Assignment:
Images are to be skipped; everything else in the records must be repeated exactly.

The data:
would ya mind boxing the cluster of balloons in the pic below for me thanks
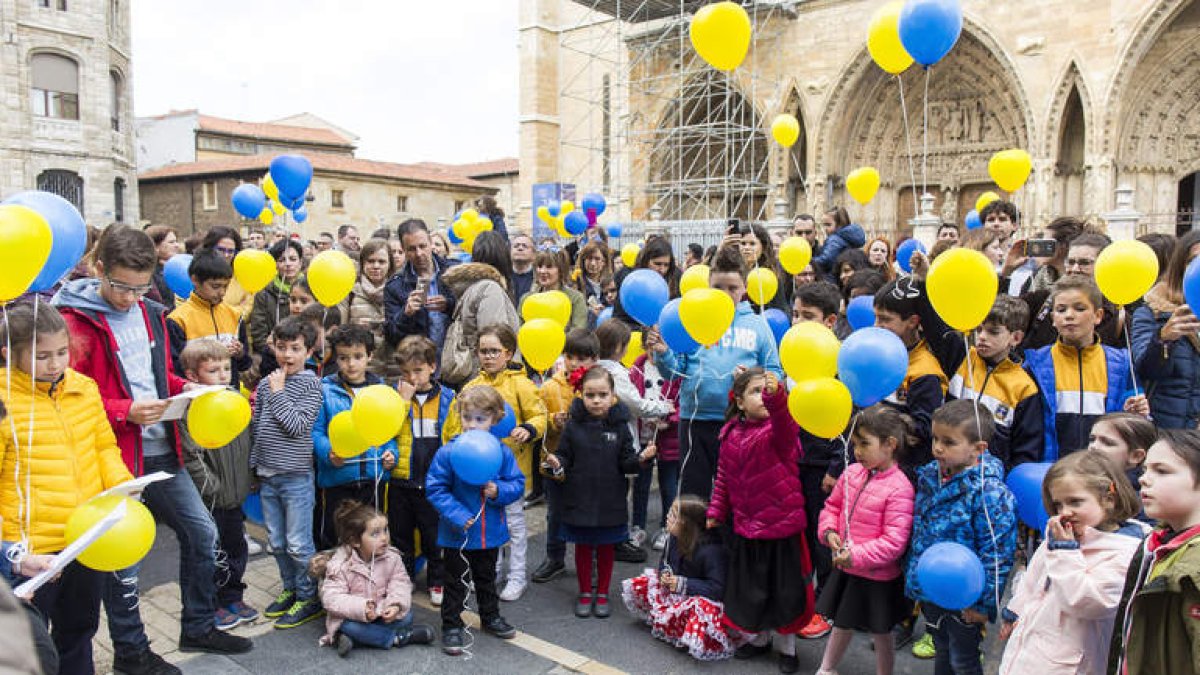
[867,0,963,74]
[535,193,609,240]
[448,209,495,254]
[230,154,315,226]
[0,191,87,303]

Response area:
would ya mind boxing the cluster of balloons in the pic below for me thanks
[867,0,963,74]
[535,193,609,240]
[448,209,495,254]
[230,154,315,226]
[0,191,87,303]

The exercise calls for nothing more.